• [PROBLEM DESCRIPTION]
Answer from the text on plant pigments:
1. Which central metal does chlorophyll contain instead of iron?
2. In what part of plant cells do anthocyanins appear?
3. What are betalains derived from?

─── TEXT UNDER STUDY

Chlorophyll : It is a green photosynthetic pigment. Chlorophyll a and b are present within the chloroplasts of plants. Because of the phytol side chain, they are water-repelling . Their structure resembles haemoglobin. But, they contain magnesium as a central metal instead of iron.

Carotenoids : These are yellow to yellow-orange coloured pigments. Also, they are very long water-repelling pigments. Carotenoids are present within the plastids or chromoplasts of plants.

Anthocyanins : These appear as red coloured pigments in vacuoles of plant cells. Anthocyanins are water-soluble pigments. They give pink-red colour to the petals, fruits and leaves.

Betalains : These are tyrosine derived water-soluble pigments in plants. Betacyanins (red-violet) and betaxanthins (yellow-orange) are the two pigments coming in this category. They are present in vacuoles of plant cells.

──────
─── GIVEN RECORDS

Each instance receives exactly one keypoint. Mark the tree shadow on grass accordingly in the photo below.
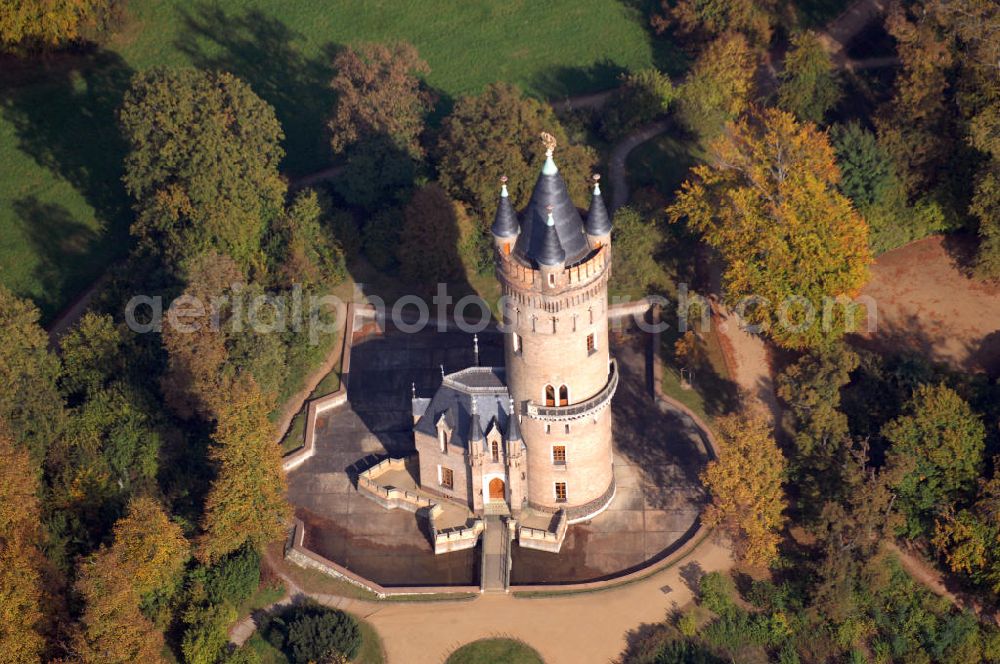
(267, 54)
(57, 239)
(63, 111)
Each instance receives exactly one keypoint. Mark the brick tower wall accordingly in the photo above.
(552, 321)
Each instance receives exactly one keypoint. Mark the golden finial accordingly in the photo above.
(549, 141)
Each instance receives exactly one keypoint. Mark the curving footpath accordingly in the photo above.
(569, 629)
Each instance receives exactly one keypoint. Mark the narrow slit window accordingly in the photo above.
(447, 478)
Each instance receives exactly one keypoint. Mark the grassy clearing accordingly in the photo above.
(495, 651)
(64, 214)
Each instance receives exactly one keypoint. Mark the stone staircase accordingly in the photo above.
(496, 508)
(496, 561)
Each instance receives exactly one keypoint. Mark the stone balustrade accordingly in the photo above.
(545, 540)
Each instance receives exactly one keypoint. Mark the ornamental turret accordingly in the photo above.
(558, 368)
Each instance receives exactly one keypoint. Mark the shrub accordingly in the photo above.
(717, 593)
(312, 633)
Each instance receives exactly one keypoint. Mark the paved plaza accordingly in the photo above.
(657, 459)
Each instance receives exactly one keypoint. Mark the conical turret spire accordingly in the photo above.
(505, 222)
(550, 253)
(598, 221)
(513, 428)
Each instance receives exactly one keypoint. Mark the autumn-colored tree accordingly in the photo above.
(196, 347)
(203, 165)
(30, 403)
(969, 539)
(247, 500)
(745, 485)
(379, 93)
(809, 83)
(698, 21)
(30, 24)
(113, 630)
(304, 252)
(792, 243)
(149, 547)
(718, 87)
(497, 133)
(937, 443)
(21, 562)
(428, 243)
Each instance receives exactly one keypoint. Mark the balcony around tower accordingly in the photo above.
(579, 410)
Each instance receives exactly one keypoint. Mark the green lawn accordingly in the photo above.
(63, 212)
(495, 651)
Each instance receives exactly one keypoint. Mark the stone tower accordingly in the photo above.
(553, 270)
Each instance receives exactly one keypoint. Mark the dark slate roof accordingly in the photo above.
(505, 223)
(550, 252)
(513, 428)
(550, 191)
(598, 220)
(453, 400)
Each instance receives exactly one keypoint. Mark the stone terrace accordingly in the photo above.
(657, 458)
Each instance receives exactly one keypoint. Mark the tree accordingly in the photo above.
(29, 24)
(914, 125)
(811, 387)
(303, 251)
(29, 399)
(203, 165)
(636, 242)
(91, 353)
(718, 87)
(986, 208)
(642, 96)
(113, 630)
(379, 94)
(196, 348)
(745, 485)
(793, 245)
(699, 21)
(428, 243)
(868, 177)
(809, 83)
(969, 539)
(497, 133)
(21, 561)
(149, 547)
(937, 445)
(246, 502)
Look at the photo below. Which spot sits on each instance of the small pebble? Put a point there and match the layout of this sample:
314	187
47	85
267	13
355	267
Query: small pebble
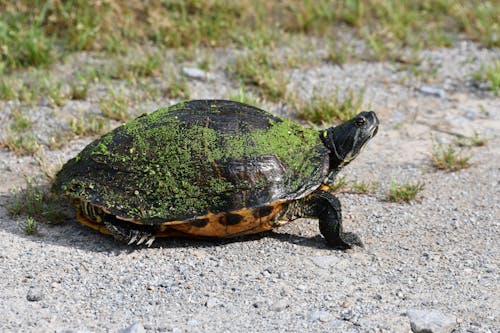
211	302
280	305
134	328
426	90
325	261
34	295
431	321
195	73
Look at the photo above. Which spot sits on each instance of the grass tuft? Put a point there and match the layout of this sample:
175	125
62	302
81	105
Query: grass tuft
88	124
363	187
404	192
327	110
36	202
30	227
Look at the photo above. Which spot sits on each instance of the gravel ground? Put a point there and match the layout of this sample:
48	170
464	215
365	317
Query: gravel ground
438	254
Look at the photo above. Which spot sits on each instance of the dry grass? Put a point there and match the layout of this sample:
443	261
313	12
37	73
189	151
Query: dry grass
32	33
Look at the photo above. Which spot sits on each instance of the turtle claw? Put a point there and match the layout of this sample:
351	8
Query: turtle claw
133	239
143	238
150	241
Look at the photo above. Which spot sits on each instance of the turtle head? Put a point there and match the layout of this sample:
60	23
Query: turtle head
346	140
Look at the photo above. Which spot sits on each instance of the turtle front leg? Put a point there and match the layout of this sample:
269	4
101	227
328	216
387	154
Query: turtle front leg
129	235
326	207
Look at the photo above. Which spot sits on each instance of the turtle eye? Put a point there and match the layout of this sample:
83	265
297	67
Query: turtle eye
359	122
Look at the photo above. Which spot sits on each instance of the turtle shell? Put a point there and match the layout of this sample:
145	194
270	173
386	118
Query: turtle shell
195	163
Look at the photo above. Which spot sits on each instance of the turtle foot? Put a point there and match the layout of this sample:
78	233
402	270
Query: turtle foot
345	241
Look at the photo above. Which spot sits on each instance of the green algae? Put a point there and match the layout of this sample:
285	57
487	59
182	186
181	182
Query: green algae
158	166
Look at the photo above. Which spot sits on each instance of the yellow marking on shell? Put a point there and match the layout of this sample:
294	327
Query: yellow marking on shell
248	225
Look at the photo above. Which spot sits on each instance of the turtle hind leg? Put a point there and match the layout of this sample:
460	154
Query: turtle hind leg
326	207
129	235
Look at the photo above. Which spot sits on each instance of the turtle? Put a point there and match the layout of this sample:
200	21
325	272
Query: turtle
212	169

──────

• [ANSWER BOX]
1. Magnesium
2. Vacuoles
3. Tyrosine